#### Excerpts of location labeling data
==*==

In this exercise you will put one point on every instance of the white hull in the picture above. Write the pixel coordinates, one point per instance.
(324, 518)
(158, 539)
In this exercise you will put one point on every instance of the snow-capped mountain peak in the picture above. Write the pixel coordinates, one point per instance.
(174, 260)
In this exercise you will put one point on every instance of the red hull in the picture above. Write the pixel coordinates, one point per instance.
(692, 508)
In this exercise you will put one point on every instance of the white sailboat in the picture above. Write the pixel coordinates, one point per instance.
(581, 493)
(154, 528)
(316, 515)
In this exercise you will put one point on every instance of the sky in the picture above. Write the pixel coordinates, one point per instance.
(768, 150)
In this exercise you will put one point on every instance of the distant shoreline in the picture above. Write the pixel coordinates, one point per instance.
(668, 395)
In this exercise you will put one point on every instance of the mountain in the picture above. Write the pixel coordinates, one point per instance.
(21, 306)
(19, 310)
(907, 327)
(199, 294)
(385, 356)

==*==

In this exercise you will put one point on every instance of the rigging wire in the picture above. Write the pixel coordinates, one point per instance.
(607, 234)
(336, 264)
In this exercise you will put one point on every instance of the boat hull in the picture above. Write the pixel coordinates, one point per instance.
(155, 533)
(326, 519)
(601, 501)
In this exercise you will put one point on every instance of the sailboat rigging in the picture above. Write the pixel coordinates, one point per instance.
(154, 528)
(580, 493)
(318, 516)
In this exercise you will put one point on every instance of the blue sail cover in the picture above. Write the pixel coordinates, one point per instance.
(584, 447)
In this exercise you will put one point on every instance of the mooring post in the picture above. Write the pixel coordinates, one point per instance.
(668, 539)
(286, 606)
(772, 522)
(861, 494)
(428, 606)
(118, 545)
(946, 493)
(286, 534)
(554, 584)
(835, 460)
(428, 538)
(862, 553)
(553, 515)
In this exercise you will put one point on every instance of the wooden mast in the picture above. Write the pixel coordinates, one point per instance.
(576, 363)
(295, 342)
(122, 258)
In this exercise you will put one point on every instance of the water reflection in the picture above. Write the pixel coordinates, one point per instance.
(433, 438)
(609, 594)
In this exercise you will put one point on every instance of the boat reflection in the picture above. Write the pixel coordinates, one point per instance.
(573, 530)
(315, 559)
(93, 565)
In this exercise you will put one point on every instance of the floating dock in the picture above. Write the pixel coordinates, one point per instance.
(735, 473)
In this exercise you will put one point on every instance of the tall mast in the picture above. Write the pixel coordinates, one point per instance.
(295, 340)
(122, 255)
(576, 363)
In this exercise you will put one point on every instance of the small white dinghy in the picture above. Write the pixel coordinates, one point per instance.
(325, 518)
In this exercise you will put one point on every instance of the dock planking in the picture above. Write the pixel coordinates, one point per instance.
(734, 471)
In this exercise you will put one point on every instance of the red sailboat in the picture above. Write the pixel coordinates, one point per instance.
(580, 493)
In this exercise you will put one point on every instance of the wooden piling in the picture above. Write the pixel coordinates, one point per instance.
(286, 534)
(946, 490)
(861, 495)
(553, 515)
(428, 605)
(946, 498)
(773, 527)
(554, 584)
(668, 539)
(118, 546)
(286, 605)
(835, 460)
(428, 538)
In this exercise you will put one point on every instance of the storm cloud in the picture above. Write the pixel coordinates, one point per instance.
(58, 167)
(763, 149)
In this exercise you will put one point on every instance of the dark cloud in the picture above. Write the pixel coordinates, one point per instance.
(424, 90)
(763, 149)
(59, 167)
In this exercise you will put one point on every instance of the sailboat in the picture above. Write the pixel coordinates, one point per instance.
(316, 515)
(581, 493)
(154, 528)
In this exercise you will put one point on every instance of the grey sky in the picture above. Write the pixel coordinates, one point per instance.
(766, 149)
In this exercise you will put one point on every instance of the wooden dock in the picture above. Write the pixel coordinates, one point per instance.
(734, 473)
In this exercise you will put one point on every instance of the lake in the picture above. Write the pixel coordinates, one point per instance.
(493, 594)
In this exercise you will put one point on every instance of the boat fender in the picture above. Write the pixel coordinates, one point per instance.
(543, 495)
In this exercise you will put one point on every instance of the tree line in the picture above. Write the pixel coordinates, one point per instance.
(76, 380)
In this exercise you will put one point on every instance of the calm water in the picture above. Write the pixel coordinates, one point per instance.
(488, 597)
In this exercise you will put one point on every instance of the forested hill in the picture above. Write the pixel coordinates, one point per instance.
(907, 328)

==*==

#### Aim of the task
Locate every line in the listing above that contains the string "dock", with case counting, and copy each of those lines.

#### Solution for this task
In this exercise you will put one point on every instance of the floating dock in the picture above. Write the pixel coordinates, one point per instance.
In this exercise you will put one point on every instance of the dock planking in the picture above. Write the pixel coordinates, one point per instance.
In this exercise you will put one point on every instance of the wooden dock in the picture above. Write the pixel coordinates, one point per instance.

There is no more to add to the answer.